#### Ausgangstext:
......

Tatsächlich liegen die Nerven bei Gostudent blank. Bei Mitarbeitern entlädt sich Wut über die Gründer, für die Teamgeist bisher immer wichtig gewesen sei: „So kalt wie jetzt waren Gregor und Felix noch nie.“ Im Wiener Büro herrsche „Stimmung wie in einem Horrorfilm“, sagt ein Mitarbeiter.

Die Trennung von Mitarbeitern soll schnell gehen, berichten Insider. Aus dem Nichts würden den Betroffenen Einzel- oder Gruppengespräche mit ihrer Führungskraft in den Kalender gestellt. Worum es geht, ahnten sie, wenn unangemeldet ein Mitarbeiter der Personalabteilung dazustoße. Als Nächstes müssten sie dann eine Geheimhaltungserklärung unterzeichnen. Für die erste Kündigungswelle gab es intern wohl sogar einen Codenamen: „Project Orange“. Gostudent äußerte sich nicht dazu.

......

#### Bereitgestelltes Material:
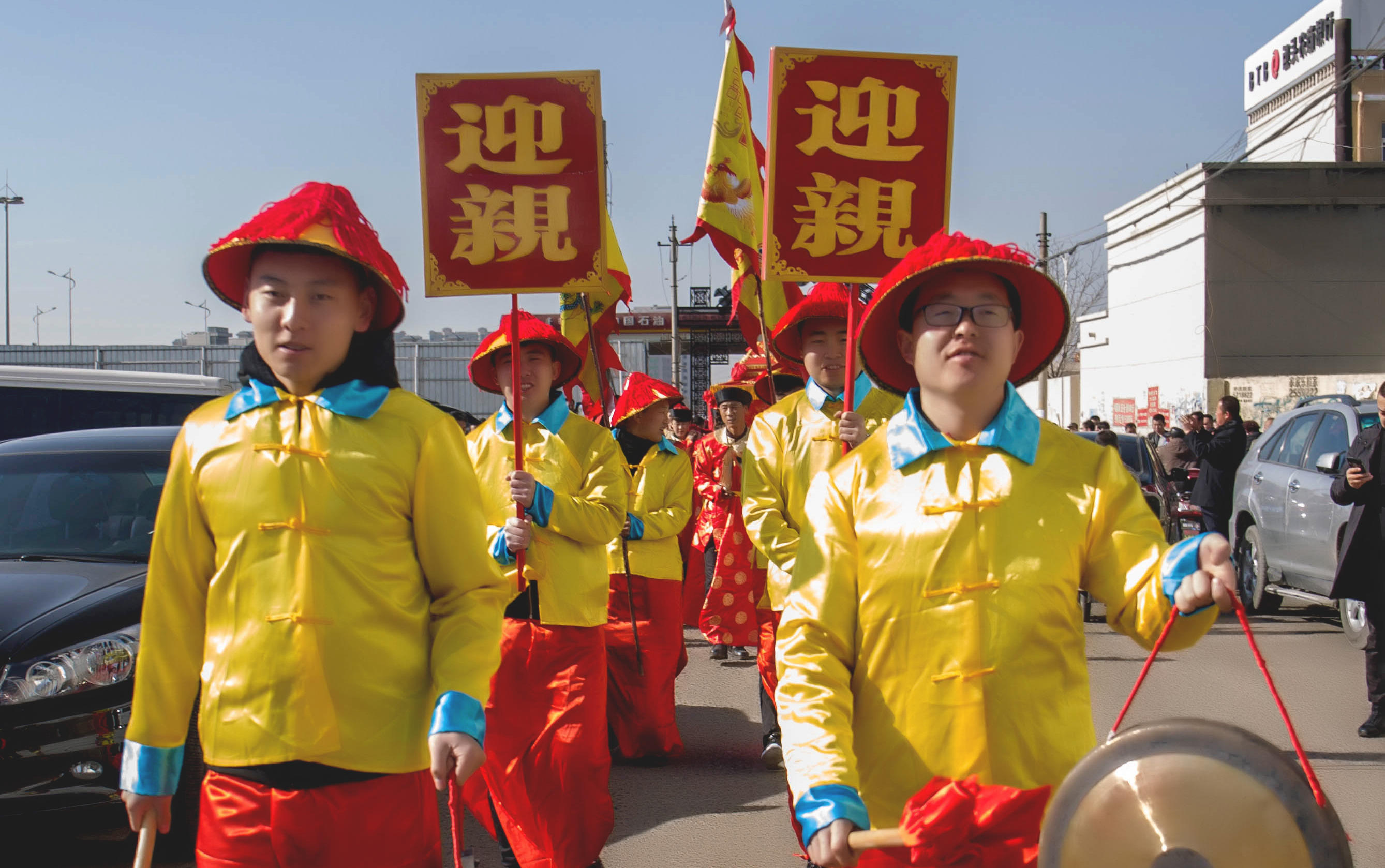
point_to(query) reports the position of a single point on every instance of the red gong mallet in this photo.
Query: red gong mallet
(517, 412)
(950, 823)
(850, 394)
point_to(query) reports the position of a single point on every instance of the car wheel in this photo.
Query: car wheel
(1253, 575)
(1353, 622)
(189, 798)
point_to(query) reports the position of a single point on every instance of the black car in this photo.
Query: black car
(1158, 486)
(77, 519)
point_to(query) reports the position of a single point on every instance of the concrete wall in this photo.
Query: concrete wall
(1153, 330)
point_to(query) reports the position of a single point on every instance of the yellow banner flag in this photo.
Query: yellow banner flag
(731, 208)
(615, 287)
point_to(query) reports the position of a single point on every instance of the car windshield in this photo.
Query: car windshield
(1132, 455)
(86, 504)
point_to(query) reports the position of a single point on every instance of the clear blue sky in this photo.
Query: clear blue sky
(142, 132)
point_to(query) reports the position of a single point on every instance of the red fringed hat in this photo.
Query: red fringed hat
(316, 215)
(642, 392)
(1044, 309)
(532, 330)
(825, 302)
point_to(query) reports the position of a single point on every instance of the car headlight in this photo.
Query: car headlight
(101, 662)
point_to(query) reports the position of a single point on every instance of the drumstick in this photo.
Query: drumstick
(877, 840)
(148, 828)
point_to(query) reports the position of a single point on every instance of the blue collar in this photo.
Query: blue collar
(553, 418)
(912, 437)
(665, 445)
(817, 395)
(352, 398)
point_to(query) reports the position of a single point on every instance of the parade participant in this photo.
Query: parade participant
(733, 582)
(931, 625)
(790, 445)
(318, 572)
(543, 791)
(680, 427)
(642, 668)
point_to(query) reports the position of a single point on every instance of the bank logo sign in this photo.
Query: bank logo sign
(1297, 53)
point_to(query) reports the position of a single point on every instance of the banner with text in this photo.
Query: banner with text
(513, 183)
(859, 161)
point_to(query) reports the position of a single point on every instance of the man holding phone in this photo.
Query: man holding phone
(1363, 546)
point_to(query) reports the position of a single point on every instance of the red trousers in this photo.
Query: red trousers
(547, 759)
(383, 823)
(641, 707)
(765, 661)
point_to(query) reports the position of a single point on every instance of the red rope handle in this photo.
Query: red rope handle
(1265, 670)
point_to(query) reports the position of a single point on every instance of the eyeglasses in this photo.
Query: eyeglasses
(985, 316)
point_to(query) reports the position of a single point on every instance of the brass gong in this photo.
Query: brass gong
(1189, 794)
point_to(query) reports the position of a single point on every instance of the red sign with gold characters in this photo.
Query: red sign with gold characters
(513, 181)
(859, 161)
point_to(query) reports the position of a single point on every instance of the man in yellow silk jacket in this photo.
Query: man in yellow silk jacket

......

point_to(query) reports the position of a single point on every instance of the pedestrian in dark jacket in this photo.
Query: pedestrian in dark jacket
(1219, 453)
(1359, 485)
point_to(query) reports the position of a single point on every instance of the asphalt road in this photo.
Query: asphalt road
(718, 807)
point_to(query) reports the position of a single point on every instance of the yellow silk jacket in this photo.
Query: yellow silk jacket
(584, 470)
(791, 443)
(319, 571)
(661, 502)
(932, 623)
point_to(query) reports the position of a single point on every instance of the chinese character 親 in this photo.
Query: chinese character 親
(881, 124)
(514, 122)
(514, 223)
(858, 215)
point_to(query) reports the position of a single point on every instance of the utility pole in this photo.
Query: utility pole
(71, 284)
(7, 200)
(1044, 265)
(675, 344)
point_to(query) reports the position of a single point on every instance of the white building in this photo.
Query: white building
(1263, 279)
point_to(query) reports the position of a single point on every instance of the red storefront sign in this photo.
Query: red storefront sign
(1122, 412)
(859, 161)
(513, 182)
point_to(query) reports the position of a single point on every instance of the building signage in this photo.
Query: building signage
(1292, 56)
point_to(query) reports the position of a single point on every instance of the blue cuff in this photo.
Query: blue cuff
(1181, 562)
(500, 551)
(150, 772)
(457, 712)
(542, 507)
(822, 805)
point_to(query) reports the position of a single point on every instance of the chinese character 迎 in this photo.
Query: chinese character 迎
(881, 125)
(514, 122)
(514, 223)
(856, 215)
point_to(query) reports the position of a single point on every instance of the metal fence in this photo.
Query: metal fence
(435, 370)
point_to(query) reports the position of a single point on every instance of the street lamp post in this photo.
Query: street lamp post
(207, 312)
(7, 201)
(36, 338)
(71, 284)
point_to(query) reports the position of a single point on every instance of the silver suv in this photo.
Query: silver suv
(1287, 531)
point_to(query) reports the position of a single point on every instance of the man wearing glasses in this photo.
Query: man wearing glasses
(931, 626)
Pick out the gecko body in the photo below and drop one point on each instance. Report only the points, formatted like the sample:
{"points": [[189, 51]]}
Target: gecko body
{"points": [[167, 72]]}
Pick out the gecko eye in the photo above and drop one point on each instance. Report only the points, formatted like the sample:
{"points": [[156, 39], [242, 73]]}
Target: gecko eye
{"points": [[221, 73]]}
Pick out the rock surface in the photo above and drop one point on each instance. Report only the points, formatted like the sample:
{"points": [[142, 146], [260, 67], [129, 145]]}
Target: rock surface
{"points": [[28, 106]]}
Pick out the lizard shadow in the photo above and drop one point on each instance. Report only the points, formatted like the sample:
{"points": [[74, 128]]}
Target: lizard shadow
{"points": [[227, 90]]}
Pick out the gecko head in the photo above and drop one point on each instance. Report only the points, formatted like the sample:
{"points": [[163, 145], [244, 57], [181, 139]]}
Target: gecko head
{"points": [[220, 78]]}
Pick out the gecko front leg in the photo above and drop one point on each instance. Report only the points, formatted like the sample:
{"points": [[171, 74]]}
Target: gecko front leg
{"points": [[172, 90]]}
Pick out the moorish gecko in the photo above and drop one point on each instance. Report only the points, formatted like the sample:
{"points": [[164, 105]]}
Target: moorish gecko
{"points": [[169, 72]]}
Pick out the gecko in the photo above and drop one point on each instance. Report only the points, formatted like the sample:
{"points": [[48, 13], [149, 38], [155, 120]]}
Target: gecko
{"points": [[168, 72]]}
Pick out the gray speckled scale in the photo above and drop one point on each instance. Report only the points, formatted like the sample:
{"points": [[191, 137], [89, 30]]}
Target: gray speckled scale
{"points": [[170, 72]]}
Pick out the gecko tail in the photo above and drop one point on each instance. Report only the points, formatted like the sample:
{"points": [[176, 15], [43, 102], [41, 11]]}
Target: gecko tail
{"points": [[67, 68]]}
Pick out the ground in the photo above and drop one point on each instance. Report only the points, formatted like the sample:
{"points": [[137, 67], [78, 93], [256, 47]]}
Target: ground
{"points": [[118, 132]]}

......

#### Aufgabenstellung:
Setzen Sie den Ausgangstext über die Entlassungen bei Gostudent im Anschluss an seinen letzten Satz fort.

#### Ergebnis:
Sparen beim Kundenservice

Im Unternehmen gibt es schon lange Vorwürfe, dass Ohswald und sein Führungsteam es mit den Wachstumsambitionen übertreiben. Mitarbeitende und Nachhilfekräfte haben dem Unternehmen etwa vorgeworfen, zu schnell zu expandieren und „mit Psychospielen Tutor*innen und Kund*innen“ Druck auf die Belegschaft auszuüben.

Im Zuge der Expansion soll es nicht nur zu technischen Problemen sowie verzögerten Lohnzahlungen gekommen sein, sondern auch zu Sicherheitslücken in der Eignungsprüfung für neue Tutoren. Obwohl Gostudent versprach, seine Systeme zu verbessern, geriet das Start-up im August mit Missbrauchsvorwürfen gegenüber einem Nachhilfelehrer in die Schlagzeilen.

Wo künftige Kundenbeschwerden landen, ist derzeit noch unklar. Die jüngsten Kündigungen sollen viele Mitarbeitende aus dem Kundenservice betreffen. Offenbar setzt Gostudent nun auf Automatisierung und Outsourcing. Das würde Kosten sparen.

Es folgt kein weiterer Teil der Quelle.